The names and addresses supplied by Sternemann were turned over to the police, who started last night in cooperation with the New York detectives to see if there was any truth in the man's seeming incoherencies.

Undertaker Volk recalled yesterday that on Saturday a man who appeared to be 55 years old, who was sharp faced, wore eyeglasses, who stooped and seemed to be nervous, called at the morgue and asked if the portion of a body that was first found has been identified.

Inquiries made about Sternemann by The Sun last night produced some information. The only address he gave for himself in his letter to Undertaker Volk was “Berg, Tinroofer, Bushwick avenue, near Arion place, Williamsburg.”

Herman Berg, a tinsmith of 576 Bushwick avenue, told a Sun reporter last night that he knew Sternemann, who lived formerly in Olive street, Williamsburg.

Appeared to Worry.

STORED DATA:
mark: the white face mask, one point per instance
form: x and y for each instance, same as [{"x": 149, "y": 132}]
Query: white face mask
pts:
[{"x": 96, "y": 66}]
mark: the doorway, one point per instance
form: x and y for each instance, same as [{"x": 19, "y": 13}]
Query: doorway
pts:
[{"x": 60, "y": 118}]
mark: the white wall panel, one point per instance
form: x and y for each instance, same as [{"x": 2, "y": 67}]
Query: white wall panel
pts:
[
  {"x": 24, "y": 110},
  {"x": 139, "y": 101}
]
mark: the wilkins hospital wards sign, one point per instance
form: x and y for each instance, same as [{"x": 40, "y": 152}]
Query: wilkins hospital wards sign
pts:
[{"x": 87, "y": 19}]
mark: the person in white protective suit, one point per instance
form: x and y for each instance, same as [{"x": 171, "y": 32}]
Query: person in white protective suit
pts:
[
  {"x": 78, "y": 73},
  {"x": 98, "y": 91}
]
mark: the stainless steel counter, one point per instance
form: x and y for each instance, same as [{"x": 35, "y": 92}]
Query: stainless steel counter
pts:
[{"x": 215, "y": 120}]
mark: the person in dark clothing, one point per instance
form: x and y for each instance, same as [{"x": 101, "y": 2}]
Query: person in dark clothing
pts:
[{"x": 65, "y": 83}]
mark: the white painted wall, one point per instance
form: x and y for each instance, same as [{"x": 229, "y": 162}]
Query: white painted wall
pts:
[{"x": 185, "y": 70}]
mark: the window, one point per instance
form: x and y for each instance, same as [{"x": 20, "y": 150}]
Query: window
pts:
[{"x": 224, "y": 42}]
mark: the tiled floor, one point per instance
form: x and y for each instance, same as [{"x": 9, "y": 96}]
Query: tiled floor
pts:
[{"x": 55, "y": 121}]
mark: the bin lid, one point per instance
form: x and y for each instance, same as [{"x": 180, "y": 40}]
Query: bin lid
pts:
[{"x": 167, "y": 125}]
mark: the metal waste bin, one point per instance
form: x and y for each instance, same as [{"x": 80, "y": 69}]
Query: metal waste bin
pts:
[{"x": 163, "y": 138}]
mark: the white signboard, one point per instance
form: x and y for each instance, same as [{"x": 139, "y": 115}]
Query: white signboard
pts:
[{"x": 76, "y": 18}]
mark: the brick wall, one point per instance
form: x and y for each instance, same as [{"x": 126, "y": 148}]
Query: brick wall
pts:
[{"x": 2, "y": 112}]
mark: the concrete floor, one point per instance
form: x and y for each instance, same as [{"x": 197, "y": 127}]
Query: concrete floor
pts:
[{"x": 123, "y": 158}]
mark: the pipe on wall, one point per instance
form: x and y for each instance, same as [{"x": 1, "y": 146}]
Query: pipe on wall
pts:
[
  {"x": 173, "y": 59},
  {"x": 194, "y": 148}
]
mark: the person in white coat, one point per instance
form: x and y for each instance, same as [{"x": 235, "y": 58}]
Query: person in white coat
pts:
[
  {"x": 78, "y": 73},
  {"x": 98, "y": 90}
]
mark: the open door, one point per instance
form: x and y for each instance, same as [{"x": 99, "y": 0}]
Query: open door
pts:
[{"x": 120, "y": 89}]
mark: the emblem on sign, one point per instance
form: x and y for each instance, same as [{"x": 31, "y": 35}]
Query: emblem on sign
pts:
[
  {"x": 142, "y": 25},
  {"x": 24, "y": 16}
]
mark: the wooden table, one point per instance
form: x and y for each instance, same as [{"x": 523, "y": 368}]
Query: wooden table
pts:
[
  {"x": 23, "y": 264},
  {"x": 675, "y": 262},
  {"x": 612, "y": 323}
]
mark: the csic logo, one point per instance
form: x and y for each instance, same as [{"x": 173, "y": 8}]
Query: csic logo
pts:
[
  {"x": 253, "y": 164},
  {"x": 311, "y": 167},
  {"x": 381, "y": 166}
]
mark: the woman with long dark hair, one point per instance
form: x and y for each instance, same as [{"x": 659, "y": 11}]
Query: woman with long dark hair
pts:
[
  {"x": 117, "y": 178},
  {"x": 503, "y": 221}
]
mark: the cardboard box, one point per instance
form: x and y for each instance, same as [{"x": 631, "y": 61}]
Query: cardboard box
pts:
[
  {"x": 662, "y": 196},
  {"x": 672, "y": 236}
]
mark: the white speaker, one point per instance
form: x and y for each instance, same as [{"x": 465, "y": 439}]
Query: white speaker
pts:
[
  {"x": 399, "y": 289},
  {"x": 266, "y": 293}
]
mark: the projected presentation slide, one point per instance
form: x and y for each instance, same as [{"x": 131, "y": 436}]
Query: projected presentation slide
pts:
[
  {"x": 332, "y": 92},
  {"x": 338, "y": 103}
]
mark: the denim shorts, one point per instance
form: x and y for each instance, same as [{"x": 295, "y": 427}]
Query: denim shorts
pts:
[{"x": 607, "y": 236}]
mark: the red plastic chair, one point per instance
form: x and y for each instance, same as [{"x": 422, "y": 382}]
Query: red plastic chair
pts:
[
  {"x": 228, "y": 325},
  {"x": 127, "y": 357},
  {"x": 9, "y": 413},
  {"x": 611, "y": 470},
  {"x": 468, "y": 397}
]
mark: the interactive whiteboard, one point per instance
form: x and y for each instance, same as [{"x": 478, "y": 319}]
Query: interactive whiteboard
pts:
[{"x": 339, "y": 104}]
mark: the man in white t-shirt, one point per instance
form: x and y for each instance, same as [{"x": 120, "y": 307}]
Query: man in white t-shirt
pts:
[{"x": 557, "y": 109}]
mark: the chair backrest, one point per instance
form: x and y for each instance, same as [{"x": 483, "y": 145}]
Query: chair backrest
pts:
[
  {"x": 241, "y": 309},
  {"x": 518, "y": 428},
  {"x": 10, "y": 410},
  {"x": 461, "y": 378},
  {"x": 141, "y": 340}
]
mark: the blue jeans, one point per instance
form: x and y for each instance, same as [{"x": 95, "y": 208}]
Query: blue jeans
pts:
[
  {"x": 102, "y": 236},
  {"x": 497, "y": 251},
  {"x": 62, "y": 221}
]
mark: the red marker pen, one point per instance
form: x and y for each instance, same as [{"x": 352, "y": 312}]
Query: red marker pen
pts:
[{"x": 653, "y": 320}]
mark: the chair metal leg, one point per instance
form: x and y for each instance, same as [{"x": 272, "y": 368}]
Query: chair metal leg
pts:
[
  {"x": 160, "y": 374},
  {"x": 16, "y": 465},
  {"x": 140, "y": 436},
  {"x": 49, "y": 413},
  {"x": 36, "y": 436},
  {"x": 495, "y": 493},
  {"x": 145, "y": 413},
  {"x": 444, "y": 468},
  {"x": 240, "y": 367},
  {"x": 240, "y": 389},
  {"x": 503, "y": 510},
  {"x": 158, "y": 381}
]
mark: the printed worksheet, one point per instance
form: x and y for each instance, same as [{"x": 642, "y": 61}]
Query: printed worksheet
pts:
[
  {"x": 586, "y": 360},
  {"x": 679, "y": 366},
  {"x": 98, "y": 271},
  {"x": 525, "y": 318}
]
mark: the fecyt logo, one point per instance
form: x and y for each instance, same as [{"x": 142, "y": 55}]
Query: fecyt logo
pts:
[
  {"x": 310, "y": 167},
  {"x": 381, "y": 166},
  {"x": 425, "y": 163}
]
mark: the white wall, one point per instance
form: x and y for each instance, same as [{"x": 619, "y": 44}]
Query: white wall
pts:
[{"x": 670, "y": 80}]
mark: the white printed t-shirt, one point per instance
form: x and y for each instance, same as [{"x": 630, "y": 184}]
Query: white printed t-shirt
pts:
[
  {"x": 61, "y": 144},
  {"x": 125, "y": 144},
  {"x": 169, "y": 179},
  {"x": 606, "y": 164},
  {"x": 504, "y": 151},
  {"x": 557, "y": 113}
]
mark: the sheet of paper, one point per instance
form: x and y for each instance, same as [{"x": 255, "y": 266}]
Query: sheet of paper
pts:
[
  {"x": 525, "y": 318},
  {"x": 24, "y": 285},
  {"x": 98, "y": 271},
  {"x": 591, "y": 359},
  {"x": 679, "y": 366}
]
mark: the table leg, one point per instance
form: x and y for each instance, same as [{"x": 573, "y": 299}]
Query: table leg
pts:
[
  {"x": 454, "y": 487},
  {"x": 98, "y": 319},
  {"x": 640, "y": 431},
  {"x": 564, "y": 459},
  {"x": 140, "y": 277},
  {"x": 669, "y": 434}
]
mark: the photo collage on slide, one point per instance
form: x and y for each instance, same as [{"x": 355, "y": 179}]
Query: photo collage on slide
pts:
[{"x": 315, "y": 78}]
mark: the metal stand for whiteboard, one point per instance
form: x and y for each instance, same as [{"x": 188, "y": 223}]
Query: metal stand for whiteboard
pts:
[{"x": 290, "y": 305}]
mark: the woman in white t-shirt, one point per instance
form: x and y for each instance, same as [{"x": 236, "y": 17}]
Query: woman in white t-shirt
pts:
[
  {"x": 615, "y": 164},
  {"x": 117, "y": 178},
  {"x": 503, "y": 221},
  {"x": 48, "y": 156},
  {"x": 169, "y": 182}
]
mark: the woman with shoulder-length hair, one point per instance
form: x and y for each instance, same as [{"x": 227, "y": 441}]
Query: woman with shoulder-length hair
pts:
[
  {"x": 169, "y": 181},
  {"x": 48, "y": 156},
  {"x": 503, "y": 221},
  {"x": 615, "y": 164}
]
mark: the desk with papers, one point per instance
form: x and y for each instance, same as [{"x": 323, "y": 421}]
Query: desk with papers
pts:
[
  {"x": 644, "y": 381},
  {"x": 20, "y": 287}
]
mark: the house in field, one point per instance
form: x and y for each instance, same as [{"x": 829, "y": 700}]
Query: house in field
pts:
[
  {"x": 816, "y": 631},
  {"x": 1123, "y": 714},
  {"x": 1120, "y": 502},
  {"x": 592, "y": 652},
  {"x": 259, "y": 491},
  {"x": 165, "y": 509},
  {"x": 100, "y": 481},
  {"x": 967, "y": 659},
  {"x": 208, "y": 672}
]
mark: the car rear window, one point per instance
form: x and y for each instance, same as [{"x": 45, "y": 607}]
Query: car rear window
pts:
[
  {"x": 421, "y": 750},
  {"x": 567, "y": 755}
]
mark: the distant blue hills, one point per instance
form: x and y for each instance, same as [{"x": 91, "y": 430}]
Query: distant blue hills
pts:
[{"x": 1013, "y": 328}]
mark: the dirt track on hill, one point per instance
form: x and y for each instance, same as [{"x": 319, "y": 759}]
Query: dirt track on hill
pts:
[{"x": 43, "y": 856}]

QUESTIONS TO ANSWER:
(1) In the Sternemann news excerpt, what trade does Herman Berg follow, and at what address?
(2) Please translate this sentence from the Sternemann news excerpt into Spanish: "Inquiries made about Sternemann by The Sun last night produced some information."
The records have nothing to do with the Sternemann news excerpt.

ANSWER SECTION:
(1) He is a tinsmith at 576 Bushwick avenue.

(2) Las averiguaciones que The Sun hizo anoche sobre Sternemann arrojaron cierta información.